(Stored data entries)
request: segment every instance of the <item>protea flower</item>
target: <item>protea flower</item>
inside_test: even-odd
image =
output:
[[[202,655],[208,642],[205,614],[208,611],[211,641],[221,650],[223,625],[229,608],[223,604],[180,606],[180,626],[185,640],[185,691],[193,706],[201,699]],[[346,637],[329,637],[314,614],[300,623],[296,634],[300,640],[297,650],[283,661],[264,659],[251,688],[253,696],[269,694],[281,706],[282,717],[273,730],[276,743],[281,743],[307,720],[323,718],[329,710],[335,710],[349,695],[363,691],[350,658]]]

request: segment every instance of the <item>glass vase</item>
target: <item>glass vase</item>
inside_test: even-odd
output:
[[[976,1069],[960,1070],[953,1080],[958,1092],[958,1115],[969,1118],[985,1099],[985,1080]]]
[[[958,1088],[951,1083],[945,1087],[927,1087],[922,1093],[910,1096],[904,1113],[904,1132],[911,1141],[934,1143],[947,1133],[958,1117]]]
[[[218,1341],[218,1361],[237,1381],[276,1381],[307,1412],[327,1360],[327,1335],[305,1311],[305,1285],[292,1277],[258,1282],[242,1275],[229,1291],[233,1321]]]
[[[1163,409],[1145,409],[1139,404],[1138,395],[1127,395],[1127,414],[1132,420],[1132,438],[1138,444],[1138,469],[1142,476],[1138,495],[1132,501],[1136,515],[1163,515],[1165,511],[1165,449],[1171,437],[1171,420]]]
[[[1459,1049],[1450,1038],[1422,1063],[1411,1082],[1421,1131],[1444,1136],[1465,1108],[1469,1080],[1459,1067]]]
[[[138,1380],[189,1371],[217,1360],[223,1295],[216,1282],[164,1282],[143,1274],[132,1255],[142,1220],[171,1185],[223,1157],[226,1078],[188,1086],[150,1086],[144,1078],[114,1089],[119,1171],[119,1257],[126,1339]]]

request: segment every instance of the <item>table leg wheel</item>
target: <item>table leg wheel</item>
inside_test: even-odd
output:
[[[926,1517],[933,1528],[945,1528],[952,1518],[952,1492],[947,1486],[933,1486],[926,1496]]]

PROBLEM REQUIREMENTS
Write out the entries above once more, without altering anything.

TASK RESPONSE
request: segment every instance of the <item>protea flower</item>
target: <item>protea flower</item>
inside_test: even-odd
image =
output:
[[[202,655],[208,642],[205,614],[208,611],[211,641],[221,650],[223,625],[229,608],[223,604],[180,606],[180,626],[185,640],[185,691],[193,706],[201,699]],[[346,637],[329,637],[314,614],[300,623],[296,634],[300,640],[297,650],[283,661],[264,659],[251,688],[253,696],[269,694],[281,706],[282,717],[273,730],[276,743],[281,743],[307,720],[323,718],[329,710],[335,710],[349,695],[363,691],[350,658]]]

request: segment every instance of the <item>glass vase</item>
target: <item>glass vase</item>
inside_test: even-odd
output:
[[[976,1069],[960,1070],[953,1080],[958,1092],[958,1115],[969,1118],[985,1099],[985,1080]]]
[[[958,1088],[951,1083],[945,1087],[927,1087],[922,1093],[910,1096],[904,1113],[904,1132],[911,1141],[934,1143],[947,1133],[958,1117]]]
[[[218,1341],[218,1361],[237,1381],[276,1381],[307,1412],[327,1360],[327,1335],[305,1311],[305,1285],[292,1277],[258,1282],[242,1275],[229,1291],[233,1321]]]
[[[1163,409],[1145,409],[1139,404],[1138,395],[1127,395],[1127,414],[1132,420],[1132,438],[1138,444],[1138,469],[1142,476],[1138,495],[1132,501],[1136,515],[1163,515],[1165,511],[1165,449],[1171,437],[1171,420]]]
[[[1459,1049],[1450,1038],[1422,1063],[1411,1082],[1421,1131],[1444,1136],[1465,1108],[1469,1080],[1459,1067]]]
[[[138,1380],[189,1371],[217,1360],[223,1295],[216,1282],[164,1282],[143,1274],[132,1255],[142,1220],[171,1185],[223,1157],[226,1078],[188,1086],[150,1086],[144,1078],[114,1089],[119,1171],[119,1257],[126,1339]]]

request: segment every instance of the <item>table leg wheel</item>
target: <item>table leg wheel</item>
inside_test: even-odd
output:
[[[926,1517],[933,1528],[945,1528],[952,1518],[952,1492],[947,1486],[933,1486],[926,1496]]]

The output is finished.